Type out the material below exactly.

### DATA FOR THIS TASK
----
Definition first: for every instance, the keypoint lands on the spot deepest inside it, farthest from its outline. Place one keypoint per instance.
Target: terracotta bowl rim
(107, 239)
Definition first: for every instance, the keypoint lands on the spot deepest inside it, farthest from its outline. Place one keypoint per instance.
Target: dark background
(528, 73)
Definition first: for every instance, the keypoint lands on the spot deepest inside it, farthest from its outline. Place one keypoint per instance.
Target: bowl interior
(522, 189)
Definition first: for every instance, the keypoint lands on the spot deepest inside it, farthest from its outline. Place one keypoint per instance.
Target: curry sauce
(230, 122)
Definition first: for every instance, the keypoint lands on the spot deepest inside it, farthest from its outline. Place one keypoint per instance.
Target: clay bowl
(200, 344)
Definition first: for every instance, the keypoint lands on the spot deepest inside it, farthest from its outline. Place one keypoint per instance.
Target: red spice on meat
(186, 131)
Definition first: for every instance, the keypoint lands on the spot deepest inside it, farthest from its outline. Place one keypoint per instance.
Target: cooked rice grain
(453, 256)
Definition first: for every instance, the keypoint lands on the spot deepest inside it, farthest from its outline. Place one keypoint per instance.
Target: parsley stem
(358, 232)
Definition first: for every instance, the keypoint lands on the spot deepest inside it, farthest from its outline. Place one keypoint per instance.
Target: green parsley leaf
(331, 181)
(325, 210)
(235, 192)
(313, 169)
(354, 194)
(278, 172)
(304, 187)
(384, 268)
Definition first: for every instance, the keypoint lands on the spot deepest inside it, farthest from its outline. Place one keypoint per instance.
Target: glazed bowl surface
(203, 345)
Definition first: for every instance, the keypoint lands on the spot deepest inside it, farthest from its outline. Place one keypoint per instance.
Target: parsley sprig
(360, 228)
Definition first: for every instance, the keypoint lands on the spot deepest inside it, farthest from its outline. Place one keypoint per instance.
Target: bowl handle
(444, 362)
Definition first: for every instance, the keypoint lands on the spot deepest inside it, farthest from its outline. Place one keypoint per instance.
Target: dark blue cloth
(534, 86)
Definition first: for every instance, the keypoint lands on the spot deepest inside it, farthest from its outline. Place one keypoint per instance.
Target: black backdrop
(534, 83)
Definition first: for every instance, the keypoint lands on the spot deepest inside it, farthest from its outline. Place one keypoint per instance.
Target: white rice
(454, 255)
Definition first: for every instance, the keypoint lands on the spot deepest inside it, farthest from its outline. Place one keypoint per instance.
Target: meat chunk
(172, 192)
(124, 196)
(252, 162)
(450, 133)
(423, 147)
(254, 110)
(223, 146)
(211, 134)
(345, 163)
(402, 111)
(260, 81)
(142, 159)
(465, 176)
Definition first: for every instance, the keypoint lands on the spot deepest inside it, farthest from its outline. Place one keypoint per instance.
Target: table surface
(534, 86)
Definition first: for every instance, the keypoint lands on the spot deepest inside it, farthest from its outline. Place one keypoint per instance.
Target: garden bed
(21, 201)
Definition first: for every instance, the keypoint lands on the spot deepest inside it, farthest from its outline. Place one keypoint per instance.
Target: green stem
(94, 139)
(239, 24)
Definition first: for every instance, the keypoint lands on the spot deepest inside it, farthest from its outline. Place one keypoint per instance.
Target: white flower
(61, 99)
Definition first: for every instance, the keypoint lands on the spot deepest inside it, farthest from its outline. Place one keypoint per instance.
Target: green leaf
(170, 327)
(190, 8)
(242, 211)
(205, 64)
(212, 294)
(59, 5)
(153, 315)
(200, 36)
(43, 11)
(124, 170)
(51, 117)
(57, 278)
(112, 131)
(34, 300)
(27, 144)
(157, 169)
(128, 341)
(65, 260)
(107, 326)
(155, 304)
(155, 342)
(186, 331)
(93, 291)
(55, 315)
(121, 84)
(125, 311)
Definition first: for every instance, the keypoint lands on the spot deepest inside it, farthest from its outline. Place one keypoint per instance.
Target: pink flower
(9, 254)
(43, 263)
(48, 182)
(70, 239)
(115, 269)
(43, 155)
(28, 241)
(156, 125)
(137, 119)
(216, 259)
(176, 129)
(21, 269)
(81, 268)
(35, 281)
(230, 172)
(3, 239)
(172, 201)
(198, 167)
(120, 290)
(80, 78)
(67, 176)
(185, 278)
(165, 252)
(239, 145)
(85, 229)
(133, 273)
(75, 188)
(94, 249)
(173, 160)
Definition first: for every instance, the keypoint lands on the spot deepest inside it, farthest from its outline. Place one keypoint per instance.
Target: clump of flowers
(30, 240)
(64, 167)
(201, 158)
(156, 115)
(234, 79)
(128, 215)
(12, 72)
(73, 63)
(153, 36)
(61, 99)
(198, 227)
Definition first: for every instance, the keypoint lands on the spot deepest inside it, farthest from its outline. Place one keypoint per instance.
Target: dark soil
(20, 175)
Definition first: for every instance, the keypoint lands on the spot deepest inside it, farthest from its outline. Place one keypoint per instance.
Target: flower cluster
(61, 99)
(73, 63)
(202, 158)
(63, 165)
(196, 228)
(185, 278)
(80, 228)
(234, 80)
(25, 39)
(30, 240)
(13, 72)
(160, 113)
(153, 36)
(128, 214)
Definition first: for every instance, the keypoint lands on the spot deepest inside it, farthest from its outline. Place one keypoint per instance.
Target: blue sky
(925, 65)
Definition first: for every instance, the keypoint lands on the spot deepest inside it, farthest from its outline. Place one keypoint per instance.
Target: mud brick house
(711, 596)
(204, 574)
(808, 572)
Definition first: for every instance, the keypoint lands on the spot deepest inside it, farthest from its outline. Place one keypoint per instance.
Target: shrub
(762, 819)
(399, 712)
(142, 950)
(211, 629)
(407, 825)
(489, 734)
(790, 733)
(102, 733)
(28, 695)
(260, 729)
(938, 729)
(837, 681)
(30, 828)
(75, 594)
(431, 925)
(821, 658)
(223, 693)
----
### ANSWER TO THIS EXERCISE
Definition first: for every instance, the keypoint lands on the spot deepest inside it, farthest from its outline. Place one keypoint per instance.
Target: terracotta bowl rim
(107, 239)
Definition first: for every instance, the keypoint lands on the spot deepest inside it, farthest from its outline. Place one keypoint per instance.
Target: dark background
(528, 73)
Definition first: for every instance, the keypoint lands on the spot deepest inside it, farthest from its outline. Place one keypoint per instance.
Target: bowl interior
(522, 189)
Definition first: for every instance, the keypoint lands on the spot deepest inside it, farthest from its outline. Place one keypoint per instance.
Target: curry sauce
(230, 122)
Definition first: for every instance, the keypoint lands on the spot deepest inside it, farthest from its outline. Place one keypoint per instance.
Target: clay bowl
(200, 344)
Definition first: for every instance, the keypoint lands on the spot deepest inside it, farthest from its outline. Place one keypoint per instance.
Target: red spice on meat
(186, 131)
Definition first: for every instance, the keypoint lands on the spot deepest inside it, farthest from its outline. Place one keypoint per instance.
Target: cooked rice grain
(453, 256)
Definition first: for every instance, the keypoint lands on the spot deepest inside it, farthest from its outline. Place one keypoint per instance.
Target: parsley stem
(358, 232)
Definition first: for every instance, the keypoint lands on the spot deepest inside it, farthest from its outline. Place one keypoint per instance.
Target: green parsley leaf
(331, 181)
(325, 210)
(235, 192)
(313, 169)
(354, 194)
(278, 172)
(304, 187)
(384, 268)
Definition first: for every instance, the keypoint lands on the spot deepest inside it, farthest from its outline. Place one keypoint per instance.
Target: glazed bowl surface
(203, 345)
Definition first: for every instance, the keypoint lands on the spot deepest inside it, farthest from its outline. Place one keypoint per instance.
Target: parsley sprig
(360, 228)
Definition first: for every instance, the keypoint lands on the spot deepest inside it, farthest from its outline. Place one keypoint per instance.
Target: bowl handle
(444, 362)
Definition first: for every instance, the keypoint lands on the spot deepest inside it, farthest from its outline. Place one keypoint per instance.
Target: dark blue cloth
(534, 86)
Definition first: for every instance, the keypoint lands on the spot deepest inside it, farthest from its outline. Place one keypoint per instance.
Target: black backdrop
(534, 83)
Definition first: for every instance, the keypoint lands on the spot deepest inside it, farthest from its outline. Place one keypoint per instance.
Target: white rice
(454, 255)
Definition first: for every instance, the keypoint lands on the spot deepest inside it, farthest from its outline. Place one keypoint per instance.
Target: meat chunk
(172, 192)
(124, 196)
(252, 162)
(450, 133)
(423, 147)
(254, 110)
(223, 146)
(211, 134)
(345, 163)
(402, 111)
(260, 81)
(142, 159)
(465, 176)
Definition first: for every instance, the keypoint lands on the spot deepest inside it, farthest from its outline. Place one keypoint per instance.
Target: table surface
(534, 86)
Definition first: for every instance, the keypoint lands on the spot deepest inside it, farthest from its outline. Place one keypoint per instance.
Target: garden bed
(21, 201)
Definition first: for every instance, the keypoint lands on the spot deepest inside it, farthest from its outline. Place one keypoint per instance.
Target: green stem
(94, 139)
(239, 24)
Definition first: for every instance, the keypoint lands on the spot deepest inside it, farthest from its outline. Place one keypoint per instance.
Target: white flower
(61, 99)
Definition first: for every instance, the keypoint lands on the spot deepest inside it, farthest from its outline. Place one keypoint per instance.
Target: green leaf
(170, 327)
(190, 8)
(242, 211)
(205, 64)
(212, 294)
(59, 5)
(153, 315)
(200, 36)
(43, 11)
(124, 170)
(51, 117)
(57, 278)
(112, 131)
(34, 300)
(27, 144)
(157, 169)
(128, 341)
(65, 260)
(107, 326)
(155, 304)
(155, 342)
(186, 331)
(93, 291)
(55, 315)
(121, 84)
(125, 311)
Definition first: for every instance, the keypoint lands on the spot deepest inside it, farthest from its outline. Place one keypoint per instance.
Target: pink flower
(9, 254)
(43, 263)
(48, 182)
(70, 239)
(115, 269)
(43, 155)
(28, 241)
(156, 125)
(137, 119)
(216, 259)
(176, 129)
(21, 269)
(81, 268)
(35, 281)
(230, 172)
(3, 239)
(172, 201)
(198, 167)
(120, 290)
(80, 78)
(67, 176)
(185, 278)
(165, 252)
(239, 145)
(85, 229)
(133, 273)
(75, 188)
(94, 249)
(173, 160)
Definition first: for every instance, the keypoint lands on the spot deepest inside it, farthest from its outline. Place one keypoint per instance.
Target: clump of flowers
(30, 240)
(64, 167)
(201, 158)
(156, 115)
(234, 79)
(128, 215)
(12, 72)
(73, 63)
(153, 36)
(61, 99)
(198, 227)
Definition first: for every instance, the keypoint lands on the spot deepest inside it, farthest from its outline. Place one keypoint per instance.
Target: dark soil
(20, 175)
Definition first: for every instance, the keypoint lands on the spot deepest inside it, farthest from its outline. Place one keypoint per instance.
Target: flower cluster
(61, 99)
(73, 63)
(202, 158)
(63, 165)
(196, 228)
(185, 278)
(80, 228)
(234, 80)
(25, 39)
(30, 240)
(13, 72)
(160, 113)
(153, 36)
(128, 214)
Definition first: for every instance, the keypoint lands on the spot deepest inside it, farthest from its outline. Place one keypoint per instance.
Target: blue sky
(925, 65)
Definition first: for every instance, the keypoint lands on the spot deepest inside it, farthest from its outline. Place one keypoint per instance.
Target: mud brick house
(711, 596)
(204, 574)
(808, 572)
Definition first: for every instance, the keypoint lands on the spot deepest inside it, farthest from its outline. Place one keypoint per instance.
Target: shrub
(762, 819)
(399, 712)
(142, 950)
(211, 629)
(407, 825)
(489, 734)
(790, 733)
(102, 733)
(28, 695)
(260, 729)
(938, 729)
(837, 681)
(30, 828)
(75, 594)
(431, 925)
(821, 658)
(223, 693)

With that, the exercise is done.